Region pointing data
####################
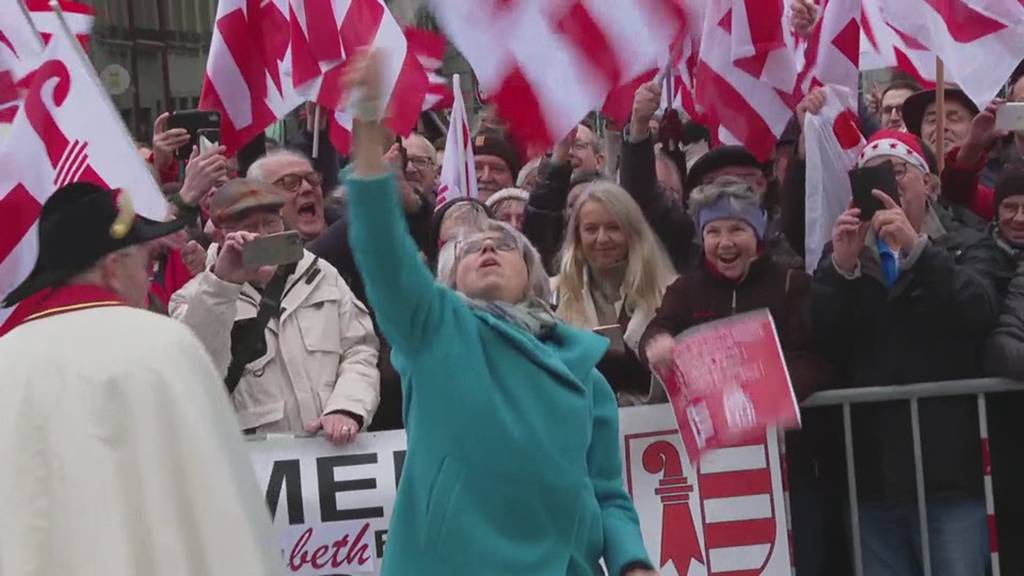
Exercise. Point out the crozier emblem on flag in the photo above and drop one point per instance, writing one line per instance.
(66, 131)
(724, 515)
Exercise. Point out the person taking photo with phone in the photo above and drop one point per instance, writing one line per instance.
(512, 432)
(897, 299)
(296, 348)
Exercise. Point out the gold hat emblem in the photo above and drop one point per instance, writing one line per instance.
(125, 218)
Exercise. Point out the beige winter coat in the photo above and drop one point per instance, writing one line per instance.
####################
> PROBLEM
Transcribe the records verbatim and omit the images.

> REPLY
Exercise. Point out the crozier emblem on flag in the photo above and drop one point per instance, writing one line per instance.
(66, 131)
(724, 515)
Exercise. Point out the person taking photo with phone in the photo above and drop one point per instance, writing one line per instance.
(512, 432)
(897, 299)
(296, 348)
Exercise. Point out the gold hat emblem in the photo above and drop one point per instance, writing one line per instance.
(125, 218)
Exercise. Point out the beige winter coat in the photo above and drop one point per instance, writing one line per instance.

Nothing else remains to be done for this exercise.